**** RECORDS ****

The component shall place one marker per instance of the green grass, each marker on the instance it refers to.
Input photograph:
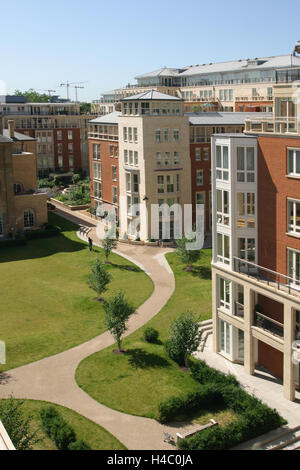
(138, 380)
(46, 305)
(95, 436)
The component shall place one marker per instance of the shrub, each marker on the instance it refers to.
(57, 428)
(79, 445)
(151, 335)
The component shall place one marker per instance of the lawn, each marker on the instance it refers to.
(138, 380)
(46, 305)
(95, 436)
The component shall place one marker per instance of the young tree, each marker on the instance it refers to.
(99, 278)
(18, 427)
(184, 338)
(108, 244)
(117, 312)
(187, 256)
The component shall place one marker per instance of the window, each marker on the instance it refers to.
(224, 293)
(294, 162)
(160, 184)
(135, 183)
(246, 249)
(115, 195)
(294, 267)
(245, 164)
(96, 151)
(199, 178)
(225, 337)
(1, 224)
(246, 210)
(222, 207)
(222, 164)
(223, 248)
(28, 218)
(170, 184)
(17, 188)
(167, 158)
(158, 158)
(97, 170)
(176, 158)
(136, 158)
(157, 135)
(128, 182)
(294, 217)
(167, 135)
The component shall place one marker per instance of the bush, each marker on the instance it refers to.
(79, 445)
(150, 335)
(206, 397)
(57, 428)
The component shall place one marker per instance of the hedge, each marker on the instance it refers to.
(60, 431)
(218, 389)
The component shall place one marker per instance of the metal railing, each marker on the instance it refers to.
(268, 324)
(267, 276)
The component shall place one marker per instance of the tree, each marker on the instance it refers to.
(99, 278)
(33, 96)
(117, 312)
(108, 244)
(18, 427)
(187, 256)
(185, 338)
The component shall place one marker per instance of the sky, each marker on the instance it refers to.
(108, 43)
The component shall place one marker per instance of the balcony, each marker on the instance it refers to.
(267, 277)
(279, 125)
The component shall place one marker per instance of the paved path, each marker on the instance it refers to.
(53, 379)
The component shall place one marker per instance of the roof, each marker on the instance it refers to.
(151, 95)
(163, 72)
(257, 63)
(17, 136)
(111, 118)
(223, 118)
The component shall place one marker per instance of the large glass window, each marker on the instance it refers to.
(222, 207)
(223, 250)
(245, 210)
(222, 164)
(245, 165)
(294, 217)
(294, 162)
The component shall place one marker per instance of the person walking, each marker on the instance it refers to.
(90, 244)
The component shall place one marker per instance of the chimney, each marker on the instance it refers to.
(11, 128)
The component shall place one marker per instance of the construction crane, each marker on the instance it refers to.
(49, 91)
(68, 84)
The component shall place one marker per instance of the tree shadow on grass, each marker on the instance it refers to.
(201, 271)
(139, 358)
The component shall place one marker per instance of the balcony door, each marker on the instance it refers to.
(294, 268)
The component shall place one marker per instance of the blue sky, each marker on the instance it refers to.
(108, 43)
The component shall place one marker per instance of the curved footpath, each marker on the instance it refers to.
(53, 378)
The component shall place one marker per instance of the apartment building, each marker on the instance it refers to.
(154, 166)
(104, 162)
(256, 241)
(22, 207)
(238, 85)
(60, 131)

****

WORK REQUIRED
Except for the pictures, copy the material above exactly.

FINAL RESULT
The component shall place one marker per instance of the green grass, each marker on the instance it refers to.
Input photograph:
(138, 380)
(46, 305)
(95, 436)
The component shall place one marker per instance of the shrub, each marker on the instance it refers to.
(57, 428)
(79, 445)
(151, 335)
The component shall place one marker per instance of the lawn, each marker on the instance it refers to.
(138, 380)
(46, 305)
(95, 436)
The component shall place one marker per instance of the young tree, each marker on the instance it refers to.
(99, 278)
(18, 427)
(184, 338)
(108, 244)
(117, 312)
(187, 256)
The component shall place one marker per instance of the window, each marker on the instance it refers to.
(224, 293)
(294, 162)
(160, 184)
(135, 183)
(246, 249)
(115, 195)
(294, 267)
(245, 164)
(96, 151)
(199, 178)
(225, 337)
(1, 224)
(246, 210)
(222, 207)
(222, 164)
(223, 248)
(28, 218)
(170, 184)
(17, 188)
(167, 158)
(158, 158)
(97, 170)
(176, 158)
(136, 158)
(157, 135)
(128, 182)
(294, 217)
(167, 135)
The component shall place one marker per instance of the bush, each marker on the instance it refers to.
(79, 445)
(150, 335)
(206, 397)
(57, 428)
The component shall place one marker per instance of the hedge, each marker on the instance it refers to.
(60, 431)
(218, 389)
The component shall place one marker per instance of the metal railing, each marker on the instance it refers to.
(268, 324)
(267, 276)
The component shall place one marker per instance of the tree, each marker on the instance it refers to.
(99, 278)
(33, 96)
(117, 312)
(108, 244)
(18, 427)
(187, 256)
(185, 338)
The component shall place one marker per instance of the sky, each marker on the instance it refers to.
(108, 43)
The component shall place one marker per instance of the balcony, each marker on the instance it refers to.
(267, 277)
(279, 125)
The component shall place one marker per instance of the paved path, each marker on the instance it refers to.
(53, 379)
The component shall place one marker per instance of the roof, each marker on the instance it refers to.
(151, 95)
(163, 72)
(257, 63)
(17, 136)
(111, 118)
(223, 118)
The component shall place one marker per instance of the large glass window, each marker on the instance it refers to.
(222, 207)
(223, 250)
(245, 210)
(222, 164)
(245, 165)
(294, 217)
(294, 162)
The component shall place one marker per instance of the person walking, each marker on the instance it refers to.
(90, 244)
The component shall place one marker per instance of the chimney, each marker on the instance it refers to.
(11, 128)
The component shall place one marker per instance of the construction crane, each marker on the instance it refers to.
(49, 91)
(68, 84)
The component shall place one marker per instance of the tree shadow on grass, each marker on the instance it refers to.
(201, 271)
(139, 358)
The component shall place one marker per instance of the balcony door, each marker on the instance it refers to.
(294, 268)
The component shall place one marker per instance of the blue sky, each marker on the instance it refers to.
(108, 43)
The component shall place one marker per instance of the curved footpath, each marker on the instance it refers to.
(53, 378)
The component shall place one marker per instance of the apartment building, each marker on the instance it refers to.
(154, 166)
(104, 162)
(256, 241)
(22, 207)
(238, 85)
(60, 131)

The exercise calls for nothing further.